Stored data

----------------

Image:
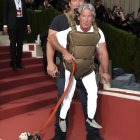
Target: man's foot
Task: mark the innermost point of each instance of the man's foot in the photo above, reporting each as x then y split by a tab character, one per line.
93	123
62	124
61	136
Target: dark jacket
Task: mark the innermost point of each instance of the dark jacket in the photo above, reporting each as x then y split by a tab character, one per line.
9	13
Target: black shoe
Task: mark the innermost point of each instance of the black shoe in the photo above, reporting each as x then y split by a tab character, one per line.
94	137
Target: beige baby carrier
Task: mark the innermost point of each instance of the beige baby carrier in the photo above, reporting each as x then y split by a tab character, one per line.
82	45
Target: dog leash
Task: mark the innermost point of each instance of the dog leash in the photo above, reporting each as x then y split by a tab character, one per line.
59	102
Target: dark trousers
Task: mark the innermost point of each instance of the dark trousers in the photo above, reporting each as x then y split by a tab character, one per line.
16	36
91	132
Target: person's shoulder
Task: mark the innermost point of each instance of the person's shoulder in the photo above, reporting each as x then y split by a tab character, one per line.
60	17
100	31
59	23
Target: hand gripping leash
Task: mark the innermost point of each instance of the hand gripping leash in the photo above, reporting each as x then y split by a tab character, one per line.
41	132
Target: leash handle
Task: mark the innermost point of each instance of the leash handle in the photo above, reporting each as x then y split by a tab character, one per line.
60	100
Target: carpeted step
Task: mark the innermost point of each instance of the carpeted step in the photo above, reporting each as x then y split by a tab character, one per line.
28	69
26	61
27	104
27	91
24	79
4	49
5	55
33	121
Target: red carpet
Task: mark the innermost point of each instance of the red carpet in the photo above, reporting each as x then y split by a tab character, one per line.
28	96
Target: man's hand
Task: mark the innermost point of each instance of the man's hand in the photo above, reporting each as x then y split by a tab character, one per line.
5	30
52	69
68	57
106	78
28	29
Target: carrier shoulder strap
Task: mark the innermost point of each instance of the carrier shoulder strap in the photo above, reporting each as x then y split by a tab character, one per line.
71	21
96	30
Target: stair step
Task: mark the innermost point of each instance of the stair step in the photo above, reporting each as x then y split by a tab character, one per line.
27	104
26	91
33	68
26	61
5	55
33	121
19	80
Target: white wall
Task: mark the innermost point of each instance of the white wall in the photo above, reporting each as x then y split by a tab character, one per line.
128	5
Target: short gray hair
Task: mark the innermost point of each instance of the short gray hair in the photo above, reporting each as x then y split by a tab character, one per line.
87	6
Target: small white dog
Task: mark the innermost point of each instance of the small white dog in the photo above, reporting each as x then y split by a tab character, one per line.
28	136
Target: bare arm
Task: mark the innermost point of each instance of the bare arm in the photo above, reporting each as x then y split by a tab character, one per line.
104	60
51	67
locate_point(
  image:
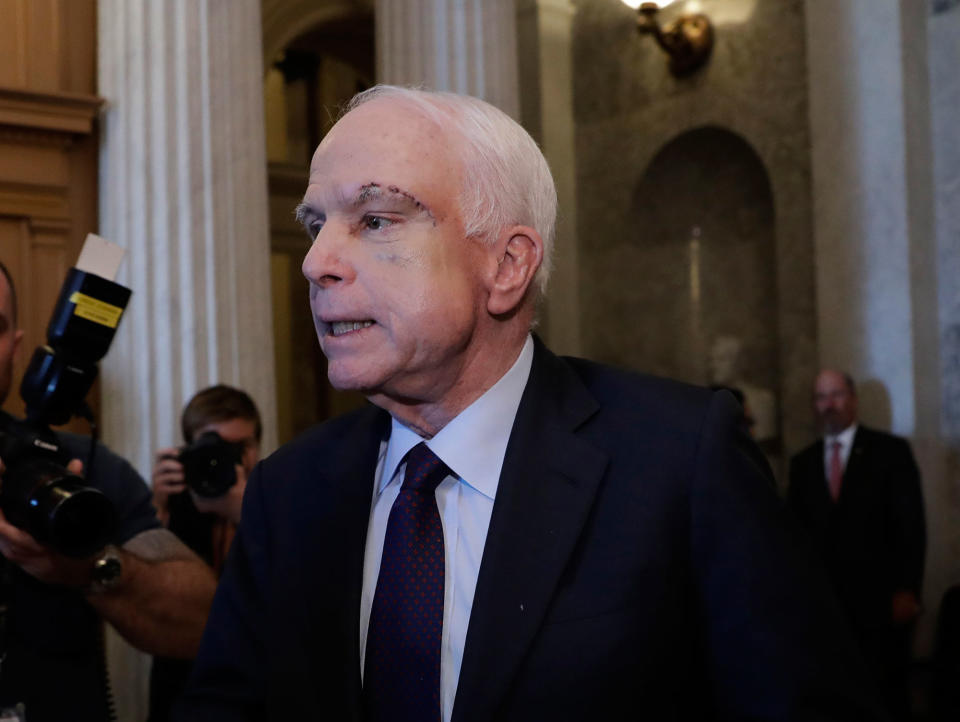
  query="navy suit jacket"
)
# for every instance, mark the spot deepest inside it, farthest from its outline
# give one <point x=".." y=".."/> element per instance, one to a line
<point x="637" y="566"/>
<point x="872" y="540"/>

----------------

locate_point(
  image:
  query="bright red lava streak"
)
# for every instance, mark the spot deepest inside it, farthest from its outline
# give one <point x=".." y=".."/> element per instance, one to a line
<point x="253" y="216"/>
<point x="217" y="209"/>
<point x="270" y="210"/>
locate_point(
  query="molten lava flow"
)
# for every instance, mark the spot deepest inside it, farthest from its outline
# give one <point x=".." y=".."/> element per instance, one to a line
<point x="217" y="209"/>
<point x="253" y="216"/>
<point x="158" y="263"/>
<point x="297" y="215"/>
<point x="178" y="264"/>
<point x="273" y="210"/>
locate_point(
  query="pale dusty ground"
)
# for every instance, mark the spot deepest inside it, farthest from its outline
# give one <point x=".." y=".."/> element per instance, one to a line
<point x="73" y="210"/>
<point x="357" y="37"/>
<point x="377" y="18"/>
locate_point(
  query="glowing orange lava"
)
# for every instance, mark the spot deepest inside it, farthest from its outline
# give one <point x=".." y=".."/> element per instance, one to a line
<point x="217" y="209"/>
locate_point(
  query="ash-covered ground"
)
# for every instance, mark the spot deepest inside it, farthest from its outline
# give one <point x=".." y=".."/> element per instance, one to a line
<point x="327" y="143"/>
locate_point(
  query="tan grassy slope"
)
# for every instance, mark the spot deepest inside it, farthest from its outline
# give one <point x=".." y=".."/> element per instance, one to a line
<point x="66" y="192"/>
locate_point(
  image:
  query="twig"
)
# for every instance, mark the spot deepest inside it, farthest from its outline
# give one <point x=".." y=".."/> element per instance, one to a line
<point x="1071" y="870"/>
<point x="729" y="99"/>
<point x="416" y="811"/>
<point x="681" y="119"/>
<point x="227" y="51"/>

----------------

Task details: Please list every line of the data above that contains the word "step", copying each such line in full. Treat uppercase and lowercase as different.

Solution for this task:
Target: carpeted step
Task: mark the innermost point of each instance of the carpeted step in the photo above, reporting each as x then y split by a tab character, one per line.
Target: stair step
Task: mark the innermost point of each instance of the stair step in the photo above, reporting each as x then y split by a tab character, one per line.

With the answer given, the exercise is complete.